▶ Your task: Count how many lines in the records below contain the string "edge", with case counting, and give only that number.

** start Dataset excerpts **

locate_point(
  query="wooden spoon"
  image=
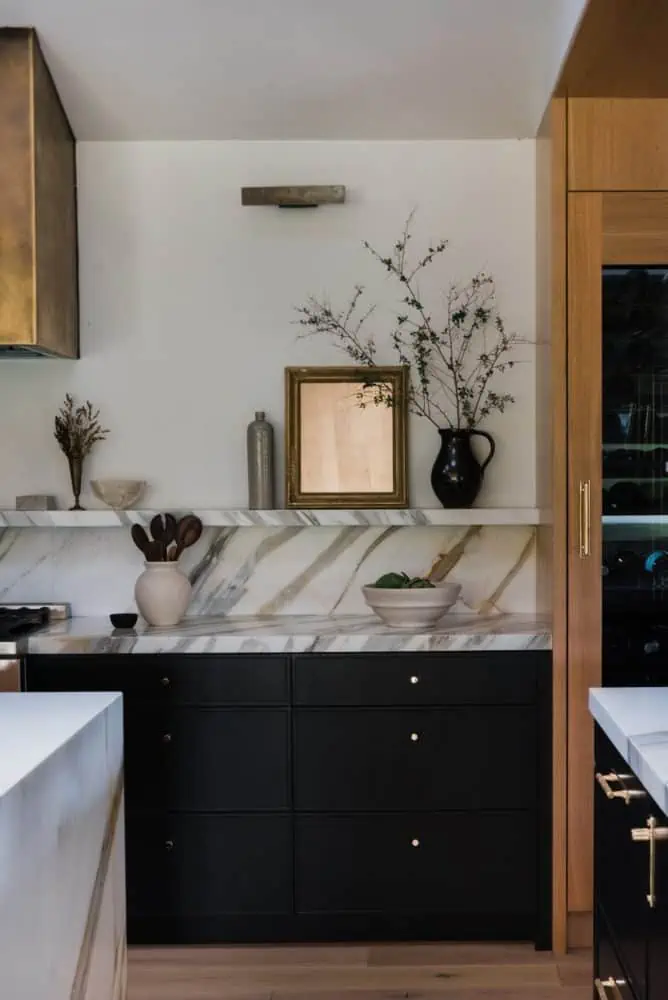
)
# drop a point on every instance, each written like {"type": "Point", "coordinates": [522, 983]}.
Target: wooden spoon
{"type": "Point", "coordinates": [188, 532]}
{"type": "Point", "coordinates": [155, 552]}
{"type": "Point", "coordinates": [139, 537]}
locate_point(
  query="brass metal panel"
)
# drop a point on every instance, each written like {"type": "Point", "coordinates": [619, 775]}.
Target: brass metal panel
{"type": "Point", "coordinates": [55, 217]}
{"type": "Point", "coordinates": [300, 196]}
{"type": "Point", "coordinates": [617, 144]}
{"type": "Point", "coordinates": [340, 453]}
{"type": "Point", "coordinates": [17, 293]}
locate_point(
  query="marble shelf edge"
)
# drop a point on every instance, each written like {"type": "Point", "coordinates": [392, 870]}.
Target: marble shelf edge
{"type": "Point", "coordinates": [240, 518]}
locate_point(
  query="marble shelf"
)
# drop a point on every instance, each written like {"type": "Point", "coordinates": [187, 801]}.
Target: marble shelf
{"type": "Point", "coordinates": [293, 634]}
{"type": "Point", "coordinates": [406, 517]}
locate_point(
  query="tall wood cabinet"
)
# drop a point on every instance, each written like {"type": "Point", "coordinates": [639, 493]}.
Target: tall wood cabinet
{"type": "Point", "coordinates": [609, 348]}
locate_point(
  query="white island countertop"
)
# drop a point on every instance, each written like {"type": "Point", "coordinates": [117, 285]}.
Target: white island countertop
{"type": "Point", "coordinates": [62, 857]}
{"type": "Point", "coordinates": [33, 727]}
{"type": "Point", "coordinates": [294, 634]}
{"type": "Point", "coordinates": [635, 720]}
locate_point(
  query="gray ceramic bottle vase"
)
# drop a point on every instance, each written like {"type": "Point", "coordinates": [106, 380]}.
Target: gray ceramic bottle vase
{"type": "Point", "coordinates": [260, 448]}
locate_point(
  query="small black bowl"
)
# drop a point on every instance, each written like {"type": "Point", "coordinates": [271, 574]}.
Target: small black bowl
{"type": "Point", "coordinates": [124, 620]}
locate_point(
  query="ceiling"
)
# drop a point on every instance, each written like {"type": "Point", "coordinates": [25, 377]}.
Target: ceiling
{"type": "Point", "coordinates": [301, 69]}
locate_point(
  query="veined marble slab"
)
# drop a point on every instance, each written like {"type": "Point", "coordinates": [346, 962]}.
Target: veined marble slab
{"type": "Point", "coordinates": [293, 634]}
{"type": "Point", "coordinates": [62, 853]}
{"type": "Point", "coordinates": [275, 570]}
{"type": "Point", "coordinates": [240, 518]}
{"type": "Point", "coordinates": [635, 720]}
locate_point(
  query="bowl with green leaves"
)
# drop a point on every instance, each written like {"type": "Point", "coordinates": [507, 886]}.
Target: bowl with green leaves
{"type": "Point", "coordinates": [404, 601]}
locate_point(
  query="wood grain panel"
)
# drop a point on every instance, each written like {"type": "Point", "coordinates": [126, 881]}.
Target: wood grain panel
{"type": "Point", "coordinates": [17, 296]}
{"type": "Point", "coordinates": [635, 228]}
{"type": "Point", "coordinates": [617, 144]}
{"type": "Point", "coordinates": [55, 217]}
{"type": "Point", "coordinates": [619, 50]}
{"type": "Point", "coordinates": [585, 247]}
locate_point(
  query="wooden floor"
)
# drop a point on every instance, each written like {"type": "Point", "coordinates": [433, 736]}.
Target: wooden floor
{"type": "Point", "coordinates": [376, 972]}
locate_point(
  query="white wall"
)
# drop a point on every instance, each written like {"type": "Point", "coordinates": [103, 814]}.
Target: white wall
{"type": "Point", "coordinates": [186, 301]}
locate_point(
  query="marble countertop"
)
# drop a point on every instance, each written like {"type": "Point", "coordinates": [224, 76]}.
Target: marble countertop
{"type": "Point", "coordinates": [292, 634]}
{"type": "Point", "coordinates": [635, 720]}
{"type": "Point", "coordinates": [33, 726]}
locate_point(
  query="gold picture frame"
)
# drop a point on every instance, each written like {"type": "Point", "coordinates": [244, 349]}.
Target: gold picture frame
{"type": "Point", "coordinates": [341, 451]}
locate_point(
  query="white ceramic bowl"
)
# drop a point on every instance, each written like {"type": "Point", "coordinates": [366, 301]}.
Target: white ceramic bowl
{"type": "Point", "coordinates": [118, 493]}
{"type": "Point", "coordinates": [416, 608]}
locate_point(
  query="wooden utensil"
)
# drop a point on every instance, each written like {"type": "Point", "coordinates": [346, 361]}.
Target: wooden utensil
{"type": "Point", "coordinates": [139, 537]}
{"type": "Point", "coordinates": [188, 532]}
{"type": "Point", "coordinates": [155, 552]}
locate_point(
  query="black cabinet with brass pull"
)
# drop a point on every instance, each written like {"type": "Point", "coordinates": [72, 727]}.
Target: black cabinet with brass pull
{"type": "Point", "coordinates": [331, 797]}
{"type": "Point", "coordinates": [631, 883]}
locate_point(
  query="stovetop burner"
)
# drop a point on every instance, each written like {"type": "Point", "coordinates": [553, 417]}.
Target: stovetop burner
{"type": "Point", "coordinates": [16, 621]}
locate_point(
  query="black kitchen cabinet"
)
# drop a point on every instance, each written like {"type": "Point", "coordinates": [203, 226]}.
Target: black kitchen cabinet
{"type": "Point", "coordinates": [631, 883]}
{"type": "Point", "coordinates": [330, 797]}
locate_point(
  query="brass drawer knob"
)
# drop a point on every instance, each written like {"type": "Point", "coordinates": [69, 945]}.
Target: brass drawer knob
{"type": "Point", "coordinates": [603, 985]}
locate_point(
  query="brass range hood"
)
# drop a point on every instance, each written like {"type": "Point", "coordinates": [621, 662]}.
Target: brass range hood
{"type": "Point", "coordinates": [39, 309]}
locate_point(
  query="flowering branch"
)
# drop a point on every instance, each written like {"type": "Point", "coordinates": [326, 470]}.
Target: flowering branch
{"type": "Point", "coordinates": [453, 367]}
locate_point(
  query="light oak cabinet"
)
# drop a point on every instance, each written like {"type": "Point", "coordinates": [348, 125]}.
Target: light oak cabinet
{"type": "Point", "coordinates": [609, 296]}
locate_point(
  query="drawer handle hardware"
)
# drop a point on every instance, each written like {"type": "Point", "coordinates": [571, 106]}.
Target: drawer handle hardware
{"type": "Point", "coordinates": [585, 519]}
{"type": "Point", "coordinates": [627, 794]}
{"type": "Point", "coordinates": [650, 834]}
{"type": "Point", "coordinates": [602, 985]}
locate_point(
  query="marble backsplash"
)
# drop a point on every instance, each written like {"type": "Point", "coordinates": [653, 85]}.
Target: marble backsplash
{"type": "Point", "coordinates": [280, 570]}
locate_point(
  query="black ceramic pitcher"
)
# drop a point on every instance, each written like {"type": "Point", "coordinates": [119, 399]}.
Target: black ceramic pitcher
{"type": "Point", "coordinates": [457, 474]}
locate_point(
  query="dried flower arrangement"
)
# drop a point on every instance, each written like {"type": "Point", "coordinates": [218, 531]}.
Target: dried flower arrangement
{"type": "Point", "coordinates": [76, 430]}
{"type": "Point", "coordinates": [452, 362]}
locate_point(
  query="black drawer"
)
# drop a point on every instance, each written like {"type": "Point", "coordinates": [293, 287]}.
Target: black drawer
{"type": "Point", "coordinates": [415, 759]}
{"type": "Point", "coordinates": [196, 866]}
{"type": "Point", "coordinates": [207, 759]}
{"type": "Point", "coordinates": [608, 969]}
{"type": "Point", "coordinates": [195, 679]}
{"type": "Point", "coordinates": [464, 863]}
{"type": "Point", "coordinates": [422, 679]}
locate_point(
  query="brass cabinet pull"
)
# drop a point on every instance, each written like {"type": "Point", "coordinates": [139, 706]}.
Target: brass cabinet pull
{"type": "Point", "coordinates": [626, 794]}
{"type": "Point", "coordinates": [650, 834]}
{"type": "Point", "coordinates": [585, 519]}
{"type": "Point", "coordinates": [602, 985]}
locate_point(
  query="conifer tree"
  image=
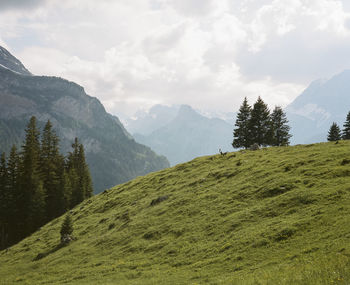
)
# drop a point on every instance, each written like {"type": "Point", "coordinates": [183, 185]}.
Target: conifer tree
{"type": "Point", "coordinates": [31, 183]}
{"type": "Point", "coordinates": [280, 129]}
{"type": "Point", "coordinates": [79, 174]}
{"type": "Point", "coordinates": [260, 124]}
{"type": "Point", "coordinates": [334, 133]}
{"type": "Point", "coordinates": [66, 229]}
{"type": "Point", "coordinates": [346, 129]}
{"type": "Point", "coordinates": [13, 172]}
{"type": "Point", "coordinates": [5, 203]}
{"type": "Point", "coordinates": [241, 134]}
{"type": "Point", "coordinates": [51, 167]}
{"type": "Point", "coordinates": [86, 183]}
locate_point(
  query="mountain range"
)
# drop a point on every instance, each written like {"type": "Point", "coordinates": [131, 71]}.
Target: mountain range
{"type": "Point", "coordinates": [324, 101]}
{"type": "Point", "coordinates": [181, 134]}
{"type": "Point", "coordinates": [112, 153]}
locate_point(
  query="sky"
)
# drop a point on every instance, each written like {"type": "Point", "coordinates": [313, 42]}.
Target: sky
{"type": "Point", "coordinates": [209, 54]}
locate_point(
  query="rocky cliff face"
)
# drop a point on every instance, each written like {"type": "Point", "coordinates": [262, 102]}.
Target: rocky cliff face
{"type": "Point", "coordinates": [322, 103]}
{"type": "Point", "coordinates": [189, 135]}
{"type": "Point", "coordinates": [113, 155]}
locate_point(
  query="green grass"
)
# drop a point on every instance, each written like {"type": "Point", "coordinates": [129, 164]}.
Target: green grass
{"type": "Point", "coordinates": [272, 216]}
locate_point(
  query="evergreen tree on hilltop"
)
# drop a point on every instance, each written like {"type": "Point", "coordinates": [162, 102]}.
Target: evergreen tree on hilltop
{"type": "Point", "coordinates": [13, 172]}
{"type": "Point", "coordinates": [52, 167]}
{"type": "Point", "coordinates": [346, 130]}
{"type": "Point", "coordinates": [66, 229]}
{"type": "Point", "coordinates": [280, 129]}
{"type": "Point", "coordinates": [241, 134]}
{"type": "Point", "coordinates": [260, 124]}
{"type": "Point", "coordinates": [79, 174]}
{"type": "Point", "coordinates": [32, 207]}
{"type": "Point", "coordinates": [334, 133]}
{"type": "Point", "coordinates": [5, 203]}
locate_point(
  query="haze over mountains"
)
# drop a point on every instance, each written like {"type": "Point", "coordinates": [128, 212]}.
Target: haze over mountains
{"type": "Point", "coordinates": [323, 102]}
{"type": "Point", "coordinates": [180, 133]}
{"type": "Point", "coordinates": [112, 154]}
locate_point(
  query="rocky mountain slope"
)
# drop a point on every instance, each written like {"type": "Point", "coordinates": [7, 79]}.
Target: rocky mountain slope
{"type": "Point", "coordinates": [278, 215]}
{"type": "Point", "coordinates": [112, 154]}
{"type": "Point", "coordinates": [189, 135]}
{"type": "Point", "coordinates": [323, 102]}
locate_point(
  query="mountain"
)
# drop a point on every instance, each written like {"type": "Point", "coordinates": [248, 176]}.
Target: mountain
{"type": "Point", "coordinates": [145, 123]}
{"type": "Point", "coordinates": [112, 154]}
{"type": "Point", "coordinates": [8, 61]}
{"type": "Point", "coordinates": [278, 215]}
{"type": "Point", "coordinates": [188, 135]}
{"type": "Point", "coordinates": [323, 102]}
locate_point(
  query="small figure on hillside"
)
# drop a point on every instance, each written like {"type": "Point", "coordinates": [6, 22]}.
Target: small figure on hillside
{"type": "Point", "coordinates": [254, 146]}
{"type": "Point", "coordinates": [67, 230]}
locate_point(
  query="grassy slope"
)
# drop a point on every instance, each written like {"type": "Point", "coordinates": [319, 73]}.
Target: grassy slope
{"type": "Point", "coordinates": [272, 216]}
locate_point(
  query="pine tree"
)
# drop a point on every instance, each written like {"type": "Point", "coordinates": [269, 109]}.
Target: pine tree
{"type": "Point", "coordinates": [241, 134]}
{"type": "Point", "coordinates": [66, 229]}
{"type": "Point", "coordinates": [31, 183]}
{"type": "Point", "coordinates": [280, 129]}
{"type": "Point", "coordinates": [79, 174]}
{"type": "Point", "coordinates": [86, 183]}
{"type": "Point", "coordinates": [5, 203]}
{"type": "Point", "coordinates": [334, 133]}
{"type": "Point", "coordinates": [346, 130]}
{"type": "Point", "coordinates": [13, 170]}
{"type": "Point", "coordinates": [51, 167]}
{"type": "Point", "coordinates": [260, 124]}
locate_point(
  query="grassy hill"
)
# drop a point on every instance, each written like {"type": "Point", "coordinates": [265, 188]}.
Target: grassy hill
{"type": "Point", "coordinates": [271, 216]}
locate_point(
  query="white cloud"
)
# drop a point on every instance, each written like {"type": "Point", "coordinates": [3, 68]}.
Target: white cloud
{"type": "Point", "coordinates": [132, 54]}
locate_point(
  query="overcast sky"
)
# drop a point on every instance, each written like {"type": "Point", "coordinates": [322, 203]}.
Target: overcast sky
{"type": "Point", "coordinates": [206, 53]}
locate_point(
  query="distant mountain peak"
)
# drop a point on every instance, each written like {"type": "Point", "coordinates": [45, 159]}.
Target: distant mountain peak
{"type": "Point", "coordinates": [186, 111]}
{"type": "Point", "coordinates": [8, 61]}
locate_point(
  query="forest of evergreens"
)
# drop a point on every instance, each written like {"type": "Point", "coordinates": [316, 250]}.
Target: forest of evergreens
{"type": "Point", "coordinates": [256, 125]}
{"type": "Point", "coordinates": [38, 183]}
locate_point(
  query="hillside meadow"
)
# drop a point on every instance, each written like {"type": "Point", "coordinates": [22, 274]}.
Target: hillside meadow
{"type": "Point", "coordinates": [278, 215]}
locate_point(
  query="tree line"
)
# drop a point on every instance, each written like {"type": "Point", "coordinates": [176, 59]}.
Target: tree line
{"type": "Point", "coordinates": [256, 125]}
{"type": "Point", "coordinates": [38, 184]}
{"type": "Point", "coordinates": [335, 134]}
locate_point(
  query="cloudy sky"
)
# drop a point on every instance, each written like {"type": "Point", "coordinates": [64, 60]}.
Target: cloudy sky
{"type": "Point", "coordinates": [206, 53]}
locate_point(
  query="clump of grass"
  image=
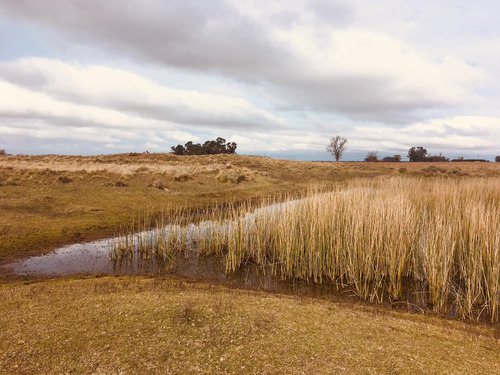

** end Dataset excerpts **

▶ Output of the task: 2